AIM:
Lay out all of the data below as a two-column CSV headed instruction and points. Give one row per instruction with its coordinates, and put each field in double quotes with line breaks replaced by spaces.

───── SUPPLIED RECORDS ─────

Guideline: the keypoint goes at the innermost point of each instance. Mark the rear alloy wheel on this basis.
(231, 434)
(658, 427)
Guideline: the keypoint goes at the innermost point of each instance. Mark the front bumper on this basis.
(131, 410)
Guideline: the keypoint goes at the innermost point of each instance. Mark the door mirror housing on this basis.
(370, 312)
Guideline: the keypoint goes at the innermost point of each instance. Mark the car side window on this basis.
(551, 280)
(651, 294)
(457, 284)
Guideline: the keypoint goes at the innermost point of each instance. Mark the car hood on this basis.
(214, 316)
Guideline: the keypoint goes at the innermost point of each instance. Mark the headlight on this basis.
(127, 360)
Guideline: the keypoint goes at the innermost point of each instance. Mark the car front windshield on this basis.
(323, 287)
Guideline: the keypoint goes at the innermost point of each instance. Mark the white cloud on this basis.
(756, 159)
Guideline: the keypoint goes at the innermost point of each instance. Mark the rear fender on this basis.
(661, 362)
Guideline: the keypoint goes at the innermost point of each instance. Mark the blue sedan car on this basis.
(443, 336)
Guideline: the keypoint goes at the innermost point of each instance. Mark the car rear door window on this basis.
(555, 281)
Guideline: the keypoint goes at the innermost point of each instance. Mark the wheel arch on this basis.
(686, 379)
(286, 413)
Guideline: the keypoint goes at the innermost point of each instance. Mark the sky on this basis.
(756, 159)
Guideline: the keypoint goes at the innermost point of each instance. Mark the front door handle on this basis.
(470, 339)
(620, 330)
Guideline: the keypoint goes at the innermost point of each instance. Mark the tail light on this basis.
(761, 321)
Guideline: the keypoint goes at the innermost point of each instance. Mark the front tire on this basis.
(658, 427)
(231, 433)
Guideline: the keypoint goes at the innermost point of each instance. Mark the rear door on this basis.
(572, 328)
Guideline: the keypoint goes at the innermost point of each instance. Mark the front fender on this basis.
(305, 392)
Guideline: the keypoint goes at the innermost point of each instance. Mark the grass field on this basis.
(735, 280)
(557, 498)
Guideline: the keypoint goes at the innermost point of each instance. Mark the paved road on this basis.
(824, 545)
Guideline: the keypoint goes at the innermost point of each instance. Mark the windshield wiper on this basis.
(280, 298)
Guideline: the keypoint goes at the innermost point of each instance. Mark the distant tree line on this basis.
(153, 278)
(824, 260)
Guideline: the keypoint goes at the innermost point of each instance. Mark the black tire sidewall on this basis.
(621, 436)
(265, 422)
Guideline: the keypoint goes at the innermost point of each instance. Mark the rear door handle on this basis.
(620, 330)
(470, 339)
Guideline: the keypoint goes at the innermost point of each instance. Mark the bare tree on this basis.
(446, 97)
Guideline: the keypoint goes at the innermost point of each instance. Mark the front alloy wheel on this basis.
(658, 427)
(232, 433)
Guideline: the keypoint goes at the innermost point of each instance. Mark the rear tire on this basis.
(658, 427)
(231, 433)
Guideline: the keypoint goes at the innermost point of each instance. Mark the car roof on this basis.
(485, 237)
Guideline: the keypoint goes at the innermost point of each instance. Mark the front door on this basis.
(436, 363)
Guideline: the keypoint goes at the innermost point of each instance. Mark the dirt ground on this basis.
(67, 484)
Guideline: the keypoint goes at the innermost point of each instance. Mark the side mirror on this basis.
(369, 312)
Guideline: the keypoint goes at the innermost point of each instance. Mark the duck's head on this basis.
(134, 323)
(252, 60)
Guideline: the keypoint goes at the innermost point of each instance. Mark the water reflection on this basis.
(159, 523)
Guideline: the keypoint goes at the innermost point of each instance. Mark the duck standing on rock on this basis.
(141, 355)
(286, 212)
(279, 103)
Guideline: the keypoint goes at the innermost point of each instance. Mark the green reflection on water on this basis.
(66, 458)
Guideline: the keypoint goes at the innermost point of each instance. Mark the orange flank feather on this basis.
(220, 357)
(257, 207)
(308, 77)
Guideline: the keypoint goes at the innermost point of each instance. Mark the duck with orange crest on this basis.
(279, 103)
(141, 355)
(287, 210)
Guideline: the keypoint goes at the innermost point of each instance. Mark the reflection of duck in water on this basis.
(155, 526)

─────

EXERCISE RESULT:
instruction,points
"Guideline: the keypoint goes at the innermost point of each instance. Mark the rear alloy wheel on this basis.","(231, 434) (658, 427)"
"Guideline: the keypoint goes at the innermost point of each instance. Mark the front bumper on this basis.","(131, 410)"
"Guideline: the keypoint goes at the innermost point of each instance. Mark the door mirror housing on this basis.","(370, 312)"
"Guideline: the keypoint goes at the innermost point of each instance. Mark the car side window on this basis.","(551, 280) (651, 294) (457, 284)"
"Guideline: the keypoint goes at the innermost point of each instance. Mark the car hood on this basis.","(214, 316)"
"Guideline: the keypoint goes at the innermost point of each instance. Mark the headlight on this basis.","(127, 360)"
"Guideline: the keypoint goes at the innermost point of each instance. Mark the car front windshield on this basis.","(323, 287)"
"Guideline: the keypoint goes at the innermost point of each instance. Mark the white cloud on this basis.","(756, 159)"
"Guideline: the keypoint goes at the innermost point of each instance. Mark the rear fender on this basis.","(661, 362)"
"Guideline: the keypoint goes at the innermost point of each instance. Mark the blue sedan car on this basis.","(443, 336)"
"Guideline: the keypoint goes at the innermost point of each instance. Mark the car rear door window on this basis.","(555, 281)"
"Guideline: the keypoint goes at the innermost point of each instance. Mark the wheel arch on this basis.","(686, 379) (286, 413)"
"Guideline: the keypoint goes at the innermost point of each instance. Mark the sky on this basis.","(756, 159)"
"Guideline: the keypoint goes at the innermost point of each instance. Mark the front door handle on this basis.","(470, 339) (620, 330)"
"Guideline: the keypoint goes at the innermost point of each instance. Mark the tail light on this basis.","(761, 321)"
"Guideline: the keypoint goes at the innermost point of each instance. Mark the front tire on this basis.","(658, 427) (231, 433)"
"Guideline: the keypoint goes at the innermost point of each instance. Mark the rear door on this basis.","(572, 328)"
"Guideline: the keypoint goes at the innermost point of each instance. Mark the front fender on this basis.","(305, 392)"
"Guideline: the keypoint goes at the innermost point of each instance. Mark the grass field on this basis.","(735, 280) (557, 498)"
"Guideline: the keypoint goes at the innermost point of each instance. Mark the paved road on this basis.","(824, 545)"
"Guideline: the keypoint goes at the innermost point of each instance. Mark the windshield wiper on this basis.","(280, 298)"
"Guideline: the keypoint goes at the innermost point of each instance. Mark the distant tree line on this basis.","(153, 278) (824, 260)"
"Guideline: the keypoint goes at the innermost point of each instance. Mark the black tire sidewall on this basis.","(621, 436) (265, 422)"
"Guideline: the keypoint goes at the innermost point of each instance. Mark the rear door handle on this basis.","(620, 330) (470, 339)"
"Guideline: the keypoint goes at the innermost point of each instance. Mark the bare tree on this basis.","(446, 97)"
"Guideline: the keypoint goes at the innermost point of each instance. Mark the front alloy wheel on this basis.","(658, 427) (232, 433)"
"Guideline: the keypoint goes at the innermost point of each instance. Mark the rear tire on this basis.","(658, 427) (231, 433)"
"Guideline: the keypoint goes at the innermost point of each instance. Mark the car roof on this basis.","(485, 237)"
"Guideline: the keypoint goes at the innermost point of each instance. Mark the front door on this basis.","(436, 363)"
"Guideline: the keypoint goes at the innermost point of each instance. Mark the dirt ground on this basis.","(67, 484)"
"Guideline: the keypoint goes at the innermost point of each instance. Mark the side mirror on this basis.","(369, 312)"
"Guideline: the keypoint goes at the innermost point of each instance. Mark the duck's head on this basis.","(134, 323) (252, 60)"
"Guideline: the keypoint goes at the innermost point of each instance. Mark the water reflection on this basis.","(159, 523)"
"Guideline: the keypoint goes at the innermost point of each instance. Mark the duck standing on rock on this basis.","(141, 355) (286, 212) (279, 103)"
"Guideline: the keypoint goes at the innermost point of each instance. Mark the green reflection on water on this basis.","(66, 458)"
"Guideline: the keypoint goes at the innermost point of each instance. Mark the orange flank feather on this basis.","(220, 357) (257, 207) (308, 77)"
"Guideline: the keypoint goes at the innermost point of each instance. Mark the duck with orange crest on this basis.","(279, 103) (141, 355) (287, 210)"
"Guideline: the keypoint goes at the innermost point of each instance. Mark the reflection of duck in water on this basis.","(155, 526)"